WORK TASK →
For the records below, output every line from the one holding "Where can you spot the luggage" through the final line, unaltered, and no other lines.

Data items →

##############################

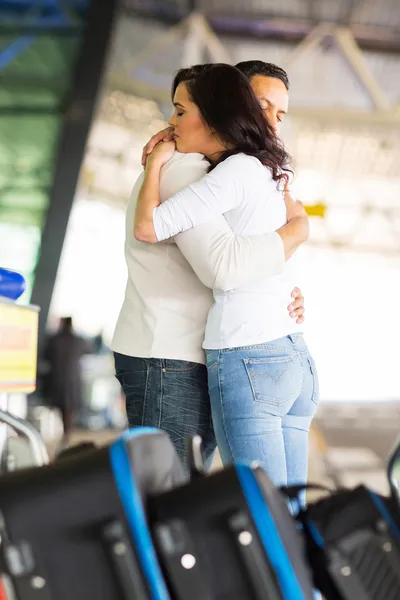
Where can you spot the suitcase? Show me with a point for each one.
(77, 529)
(229, 536)
(353, 540)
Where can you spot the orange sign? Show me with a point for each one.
(18, 347)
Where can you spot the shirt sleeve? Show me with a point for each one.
(215, 194)
(220, 259)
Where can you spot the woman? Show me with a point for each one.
(262, 379)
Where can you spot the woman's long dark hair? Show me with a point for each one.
(230, 108)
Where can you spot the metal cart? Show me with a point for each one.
(18, 366)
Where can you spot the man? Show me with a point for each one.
(158, 338)
(63, 352)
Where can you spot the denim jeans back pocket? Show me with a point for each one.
(274, 380)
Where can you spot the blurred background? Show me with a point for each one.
(83, 86)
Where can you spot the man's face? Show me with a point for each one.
(273, 98)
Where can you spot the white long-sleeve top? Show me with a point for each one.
(166, 301)
(243, 190)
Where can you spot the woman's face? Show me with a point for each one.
(192, 134)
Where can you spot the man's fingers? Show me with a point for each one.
(297, 303)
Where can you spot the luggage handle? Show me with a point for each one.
(124, 561)
(260, 573)
(20, 566)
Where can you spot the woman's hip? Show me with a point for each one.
(266, 378)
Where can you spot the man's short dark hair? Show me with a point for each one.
(187, 74)
(250, 68)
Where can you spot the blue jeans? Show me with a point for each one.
(263, 399)
(171, 395)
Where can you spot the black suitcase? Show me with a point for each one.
(77, 529)
(353, 540)
(229, 536)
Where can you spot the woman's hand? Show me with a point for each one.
(166, 135)
(296, 308)
(161, 154)
(296, 215)
(297, 229)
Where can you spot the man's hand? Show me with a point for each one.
(294, 209)
(166, 135)
(296, 308)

##############################

FINISHED TASK →
Where can you spot the luggage handle? Show me with a point for each one.
(124, 561)
(260, 573)
(20, 566)
Where can you spot the woman's hip? Show me with a point for each one.
(266, 378)
Where can you spot the man's short dark hair? Show me with a point for each one.
(187, 74)
(250, 68)
Where can you spot the blue jeans? Show me with a point for each one.
(263, 399)
(171, 395)
Where can you spot the black suitcase? Show me with a point for each one.
(77, 529)
(353, 540)
(229, 536)
Where can you spot the woman's hand? Show me with a point for each one.
(166, 135)
(296, 308)
(161, 154)
(296, 215)
(297, 229)
Where can you spot the man's hand? Show me with a point for each one.
(294, 209)
(166, 135)
(296, 308)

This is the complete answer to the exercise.